RECORDS FOR THE TASK: Begin

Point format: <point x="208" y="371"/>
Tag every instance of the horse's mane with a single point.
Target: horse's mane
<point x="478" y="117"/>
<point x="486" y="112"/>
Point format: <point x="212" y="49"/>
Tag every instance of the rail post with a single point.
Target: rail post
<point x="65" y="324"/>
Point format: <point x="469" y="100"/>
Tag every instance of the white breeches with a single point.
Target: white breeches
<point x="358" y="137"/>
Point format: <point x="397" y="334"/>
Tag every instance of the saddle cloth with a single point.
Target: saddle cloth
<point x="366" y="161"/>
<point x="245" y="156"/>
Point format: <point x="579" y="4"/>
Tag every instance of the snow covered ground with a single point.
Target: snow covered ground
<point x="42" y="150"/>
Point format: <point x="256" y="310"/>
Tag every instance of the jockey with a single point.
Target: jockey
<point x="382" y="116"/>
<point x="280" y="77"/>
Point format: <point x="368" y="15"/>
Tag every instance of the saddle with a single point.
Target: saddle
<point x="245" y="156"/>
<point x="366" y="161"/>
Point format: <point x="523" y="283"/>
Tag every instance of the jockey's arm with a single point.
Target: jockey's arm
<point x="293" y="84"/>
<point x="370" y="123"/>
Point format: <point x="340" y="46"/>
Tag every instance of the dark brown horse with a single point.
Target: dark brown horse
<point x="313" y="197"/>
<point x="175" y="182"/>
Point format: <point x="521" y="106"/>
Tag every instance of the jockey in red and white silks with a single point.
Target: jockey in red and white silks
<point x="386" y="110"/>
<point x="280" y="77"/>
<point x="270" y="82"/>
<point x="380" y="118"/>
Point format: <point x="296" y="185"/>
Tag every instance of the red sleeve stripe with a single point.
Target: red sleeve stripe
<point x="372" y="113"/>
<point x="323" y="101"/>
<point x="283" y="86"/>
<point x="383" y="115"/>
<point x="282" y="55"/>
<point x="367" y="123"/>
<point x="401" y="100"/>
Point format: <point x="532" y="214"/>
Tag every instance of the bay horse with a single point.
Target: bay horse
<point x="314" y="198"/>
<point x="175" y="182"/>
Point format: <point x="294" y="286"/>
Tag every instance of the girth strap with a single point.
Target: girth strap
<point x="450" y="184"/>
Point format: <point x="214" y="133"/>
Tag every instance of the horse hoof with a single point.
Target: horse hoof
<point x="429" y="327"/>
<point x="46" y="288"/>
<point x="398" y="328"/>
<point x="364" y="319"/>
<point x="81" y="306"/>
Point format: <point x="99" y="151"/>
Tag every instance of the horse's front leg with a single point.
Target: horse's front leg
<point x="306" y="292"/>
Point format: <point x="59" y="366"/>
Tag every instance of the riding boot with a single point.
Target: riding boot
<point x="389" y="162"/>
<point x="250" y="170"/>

RECORDS FOR THE TASK: End

What do the lines above say from the one containing "Target: white breeches" down to the one containing "Tag every instance of the girth"? Return them exactly, both end lines included, and only them.

> _SOLUTION_:
Target: white breeches
<point x="358" y="137"/>
Point format: <point x="397" y="334"/>
Tag every instance of the saddle cloth with a single point.
Target: saddle cloth
<point x="366" y="161"/>
<point x="245" y="156"/>
Point format: <point x="579" y="4"/>
Tag every instance of the snow covered ground with a single point.
Target: snow covered ground
<point x="42" y="150"/>
Point format: <point x="256" y="310"/>
Tag every instance of the jockey with a single point.
Target: jockey
<point x="382" y="116"/>
<point x="280" y="77"/>
Point format: <point x="368" y="15"/>
Tag every instance of the saddle with a single point.
Target: saddle
<point x="245" y="156"/>
<point x="366" y="161"/>
Point format: <point x="523" y="283"/>
Tag every instance of the jockey's arm with a single point.
Target: jockey's arm
<point x="293" y="84"/>
<point x="370" y="123"/>
Point format: <point x="340" y="46"/>
Tag every instance of the dark brown horse with a single point.
Target: dark brown horse
<point x="313" y="197"/>
<point x="175" y="182"/>
Point format: <point x="521" y="106"/>
Tag every instance of the jockey in red and white silks with a single point.
Target: jockey in red and white silks
<point x="386" y="110"/>
<point x="280" y="77"/>
<point x="270" y="82"/>
<point x="380" y="118"/>
Point format: <point x="296" y="185"/>
Tag every instance of the red sleeve stripe with a single point.
Target: red sleeve stripe
<point x="372" y="113"/>
<point x="323" y="101"/>
<point x="283" y="86"/>
<point x="383" y="115"/>
<point x="282" y="55"/>
<point x="367" y="123"/>
<point x="401" y="100"/>
Point format: <point x="532" y="214"/>
Tag every instance of the bay horse with a single point.
Target: bay horse
<point x="314" y="198"/>
<point x="175" y="182"/>
Point format: <point x="294" y="286"/>
Tag every instance of the girth strap with a single point.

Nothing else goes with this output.